◆ Task to carry out
Reproduce the following listing verbatim, every line in its original order.

◆ Input data

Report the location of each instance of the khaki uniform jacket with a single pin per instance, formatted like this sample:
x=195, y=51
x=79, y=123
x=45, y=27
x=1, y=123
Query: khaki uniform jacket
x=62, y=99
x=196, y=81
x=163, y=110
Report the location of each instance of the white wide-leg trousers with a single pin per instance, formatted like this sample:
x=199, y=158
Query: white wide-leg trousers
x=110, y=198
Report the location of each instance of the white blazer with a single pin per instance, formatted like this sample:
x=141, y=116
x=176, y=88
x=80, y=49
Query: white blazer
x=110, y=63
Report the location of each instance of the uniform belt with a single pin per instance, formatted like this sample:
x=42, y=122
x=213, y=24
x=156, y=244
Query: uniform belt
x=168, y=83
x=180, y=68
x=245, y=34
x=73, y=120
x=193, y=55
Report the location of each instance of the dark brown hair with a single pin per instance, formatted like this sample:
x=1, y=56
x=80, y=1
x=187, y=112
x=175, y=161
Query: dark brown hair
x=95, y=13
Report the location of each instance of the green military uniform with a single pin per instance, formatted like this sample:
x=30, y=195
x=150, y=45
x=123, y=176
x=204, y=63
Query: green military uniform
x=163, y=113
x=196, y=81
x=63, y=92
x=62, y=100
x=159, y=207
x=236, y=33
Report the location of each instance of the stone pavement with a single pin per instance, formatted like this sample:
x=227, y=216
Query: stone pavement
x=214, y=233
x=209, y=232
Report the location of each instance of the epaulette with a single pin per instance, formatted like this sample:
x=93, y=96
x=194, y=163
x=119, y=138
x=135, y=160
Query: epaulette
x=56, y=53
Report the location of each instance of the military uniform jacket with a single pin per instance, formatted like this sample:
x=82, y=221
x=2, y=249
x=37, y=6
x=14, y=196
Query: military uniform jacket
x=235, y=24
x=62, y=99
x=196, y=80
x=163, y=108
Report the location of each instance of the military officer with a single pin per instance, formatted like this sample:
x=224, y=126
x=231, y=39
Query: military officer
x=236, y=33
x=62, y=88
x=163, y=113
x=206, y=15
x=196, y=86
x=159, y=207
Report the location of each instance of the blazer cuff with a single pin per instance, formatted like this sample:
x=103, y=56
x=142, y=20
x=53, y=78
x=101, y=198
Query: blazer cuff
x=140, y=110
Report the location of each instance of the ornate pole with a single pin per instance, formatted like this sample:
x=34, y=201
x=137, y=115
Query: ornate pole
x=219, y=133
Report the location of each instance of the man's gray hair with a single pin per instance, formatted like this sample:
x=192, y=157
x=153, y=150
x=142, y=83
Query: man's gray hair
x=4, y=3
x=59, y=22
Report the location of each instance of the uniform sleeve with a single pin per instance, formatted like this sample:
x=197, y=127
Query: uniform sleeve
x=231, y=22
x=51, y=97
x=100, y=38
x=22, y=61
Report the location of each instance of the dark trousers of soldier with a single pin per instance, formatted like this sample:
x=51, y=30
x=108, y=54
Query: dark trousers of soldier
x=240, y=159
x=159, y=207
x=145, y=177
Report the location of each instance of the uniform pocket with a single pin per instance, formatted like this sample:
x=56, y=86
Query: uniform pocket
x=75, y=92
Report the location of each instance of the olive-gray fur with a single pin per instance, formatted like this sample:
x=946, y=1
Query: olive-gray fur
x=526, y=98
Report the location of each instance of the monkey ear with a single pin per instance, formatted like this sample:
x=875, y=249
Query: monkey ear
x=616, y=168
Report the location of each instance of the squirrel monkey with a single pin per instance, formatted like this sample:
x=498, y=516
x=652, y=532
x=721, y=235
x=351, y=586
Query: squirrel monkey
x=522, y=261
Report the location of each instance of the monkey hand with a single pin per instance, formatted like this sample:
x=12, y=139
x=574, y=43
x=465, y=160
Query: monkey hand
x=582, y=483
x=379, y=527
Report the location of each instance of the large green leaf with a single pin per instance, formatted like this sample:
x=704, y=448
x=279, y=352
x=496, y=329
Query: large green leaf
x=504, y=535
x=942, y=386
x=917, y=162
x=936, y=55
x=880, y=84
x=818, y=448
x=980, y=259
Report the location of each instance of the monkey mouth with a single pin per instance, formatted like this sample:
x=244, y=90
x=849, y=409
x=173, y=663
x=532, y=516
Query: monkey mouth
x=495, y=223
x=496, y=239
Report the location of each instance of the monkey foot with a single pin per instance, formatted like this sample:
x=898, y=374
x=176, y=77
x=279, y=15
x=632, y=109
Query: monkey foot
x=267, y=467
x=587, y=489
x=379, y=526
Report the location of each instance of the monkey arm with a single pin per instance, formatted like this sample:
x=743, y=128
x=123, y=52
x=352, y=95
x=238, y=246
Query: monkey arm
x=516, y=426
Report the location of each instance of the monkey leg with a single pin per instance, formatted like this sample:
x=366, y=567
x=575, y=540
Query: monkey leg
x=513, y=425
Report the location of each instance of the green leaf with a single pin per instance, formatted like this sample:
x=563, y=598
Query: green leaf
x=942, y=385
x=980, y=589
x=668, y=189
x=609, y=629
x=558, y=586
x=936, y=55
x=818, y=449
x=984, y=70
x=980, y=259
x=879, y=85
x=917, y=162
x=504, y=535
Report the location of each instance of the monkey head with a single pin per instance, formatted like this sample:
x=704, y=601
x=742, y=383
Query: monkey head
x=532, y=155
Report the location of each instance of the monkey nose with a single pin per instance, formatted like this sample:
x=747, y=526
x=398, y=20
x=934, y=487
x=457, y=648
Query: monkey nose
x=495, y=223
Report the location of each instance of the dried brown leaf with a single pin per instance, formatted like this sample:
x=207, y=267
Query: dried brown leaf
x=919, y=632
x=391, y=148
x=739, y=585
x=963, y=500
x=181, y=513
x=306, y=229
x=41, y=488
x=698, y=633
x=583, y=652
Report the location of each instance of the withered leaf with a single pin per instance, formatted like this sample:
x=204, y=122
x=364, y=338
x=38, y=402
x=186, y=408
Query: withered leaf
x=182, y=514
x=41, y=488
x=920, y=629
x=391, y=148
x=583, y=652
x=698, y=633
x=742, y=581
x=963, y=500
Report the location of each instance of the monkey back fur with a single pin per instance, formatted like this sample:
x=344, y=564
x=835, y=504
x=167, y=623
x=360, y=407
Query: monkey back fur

◆ Correct answer
Report the location of each instance of the khaki uniform jacket with a single pin per instance, formatted like this sample:
x=195, y=51
x=79, y=123
x=45, y=27
x=1, y=123
Query: khaki uniform jacket
x=62, y=99
x=196, y=81
x=163, y=110
Report the location of each instance of the white wide-leg trousers with a single pin per instance, formatted like this sample:
x=199, y=158
Query: white wide-leg trousers
x=110, y=198
Report the location of each instance of the white blazer with a single pin per instance, formatted like this sample:
x=141, y=116
x=176, y=88
x=80, y=49
Query: white blazer
x=110, y=63
Report the location of each instance of the uniform belt with a single pin per instance, formatted like this sample:
x=42, y=122
x=213, y=24
x=156, y=244
Query: uniform belt
x=168, y=83
x=180, y=68
x=245, y=34
x=73, y=120
x=193, y=55
Report the location of each instance of the dark brown hair with a single pin per instance, formatted like this sample:
x=1, y=56
x=80, y=1
x=187, y=112
x=175, y=161
Query: dark brown hair
x=95, y=13
Report the location of each instance of the green military uniform with a single pin per instance, formatted like this sample:
x=30, y=195
x=150, y=45
x=123, y=176
x=204, y=63
Query: green military uniform
x=163, y=113
x=196, y=81
x=63, y=92
x=62, y=100
x=159, y=207
x=236, y=33
Report the location of each instance of the stone pavement with a single pin per instance, formatted like this sample:
x=227, y=216
Query: stone pavement
x=214, y=233
x=209, y=232
Report the location of each instance of the epaulette with a single pin per instance, formatted like this sample:
x=93, y=96
x=194, y=163
x=119, y=138
x=135, y=160
Query: epaulette
x=56, y=53
Report the location of each instance of the military uniform jacket with a single pin per instance, formatted like this sample:
x=82, y=221
x=2, y=249
x=37, y=6
x=14, y=196
Query: military uniform jacket
x=235, y=24
x=62, y=99
x=196, y=80
x=163, y=108
Report the location of each instance of the military officer with a single pin per instance, formatted like this sample:
x=224, y=126
x=231, y=39
Query: military officer
x=236, y=33
x=62, y=88
x=163, y=113
x=206, y=15
x=196, y=86
x=159, y=207
Report the location of each instance of the blazer cuff with a single pin per instance, formatted like this sample:
x=103, y=56
x=142, y=20
x=53, y=78
x=101, y=198
Query: blazer cuff
x=140, y=110
Report the location of each instance of the ornate pole with a single pin per instance, formatted like this sample:
x=34, y=201
x=137, y=115
Query: ornate pole
x=219, y=133
Report the location of each instance of the man's gray hair with a single pin per instance, formatted like this sample:
x=192, y=157
x=153, y=150
x=142, y=83
Query: man's gray hair
x=4, y=3
x=59, y=22
Report the location of each instance of the uniform sleeve with a single pin per instance, formatted like this sample:
x=197, y=127
Query: uniform sleeve
x=231, y=22
x=51, y=97
x=100, y=38
x=22, y=61
Report the location of each instance of the dark trousers of soldier with a single pin per instance, formatted like this sample:
x=51, y=30
x=108, y=54
Query: dark trousers of soldier
x=240, y=159
x=159, y=207
x=145, y=177
Report the location of each instance of the uniform pocket with a single pin per instance, formatted like this sample:
x=56, y=86
Query: uniform pocket
x=75, y=92
Report the location of each instance of the olive-gray fur with a single pin per instance, formatted like this sample:
x=946, y=1
Query: olive-gray fur
x=526, y=98
Report the location of each instance of the monkey ear with a single pin per instance, formatted like this sample:
x=875, y=249
Query: monkey ear
x=616, y=168
Report the location of each instance of the squirrel monkey with a single pin per instance, formatted like this sample:
x=498, y=516
x=652, y=532
x=721, y=235
x=351, y=586
Query: squirrel monkey
x=522, y=261
Report the location of each instance of the monkey hand with a single pin per instance, formatted like this sample:
x=12, y=139
x=574, y=43
x=465, y=160
Query: monkey hand
x=582, y=483
x=379, y=527
Report the location of each instance of the large green leaf with a single pin per instance, formatted like this sample:
x=704, y=448
x=279, y=352
x=496, y=329
Query: large green leaf
x=504, y=535
x=942, y=386
x=917, y=162
x=936, y=55
x=880, y=84
x=818, y=448
x=980, y=259
Report the location of each instance of the monkey mouth with a single pin per instance, formatted like this sample:
x=244, y=90
x=849, y=409
x=173, y=663
x=532, y=516
Query: monkey mouth
x=495, y=223
x=496, y=239
Report the location of each instance of the monkey foot with a single pin per instance, formatted like this sample:
x=898, y=374
x=176, y=77
x=279, y=15
x=632, y=109
Query: monkey foot
x=267, y=467
x=587, y=489
x=379, y=526
Report the location of each instance of the monkey arm with a single pin per instance, formatted like this sample:
x=743, y=128
x=123, y=52
x=352, y=95
x=238, y=246
Query: monkey arm
x=516, y=426
Report the location of each instance of the monkey leg with a single pin per instance, formatted like this sample:
x=366, y=567
x=575, y=540
Query: monkey leg
x=513, y=425
Report the location of each instance of the green leaf with a single pin per instance, formatted like this sample:
x=563, y=598
Query: green leaf
x=942, y=385
x=980, y=589
x=668, y=189
x=609, y=629
x=558, y=586
x=936, y=55
x=818, y=449
x=984, y=70
x=980, y=259
x=879, y=85
x=917, y=162
x=504, y=535
Report the location of each instance of the monkey head with a single pin per instance, formatted like this sample:
x=704, y=601
x=742, y=383
Query: monkey head
x=532, y=155
Report the location of each instance of the monkey nose with a single pin per instance, formatted like this sample:
x=747, y=526
x=398, y=20
x=934, y=487
x=457, y=648
Query: monkey nose
x=495, y=223
Report the location of each instance of the dried brown leaf with a single pin per instance, formatted like this sample:
x=207, y=267
Query: dried brown leaf
x=919, y=632
x=391, y=148
x=739, y=585
x=963, y=500
x=181, y=513
x=306, y=229
x=41, y=488
x=698, y=633
x=583, y=652
Report the location of each instance of the withered leaf with a single pin per instance, formatted like this sample:
x=204, y=122
x=364, y=338
x=38, y=402
x=186, y=408
Query: withered leaf
x=182, y=514
x=41, y=488
x=920, y=629
x=391, y=148
x=583, y=652
x=698, y=633
x=742, y=581
x=963, y=500
Report the location of each instance of the monkey back fur with a single pin per instance, formatted like this sample:
x=344, y=564
x=835, y=504
x=167, y=623
x=360, y=407
Query: monkey back fur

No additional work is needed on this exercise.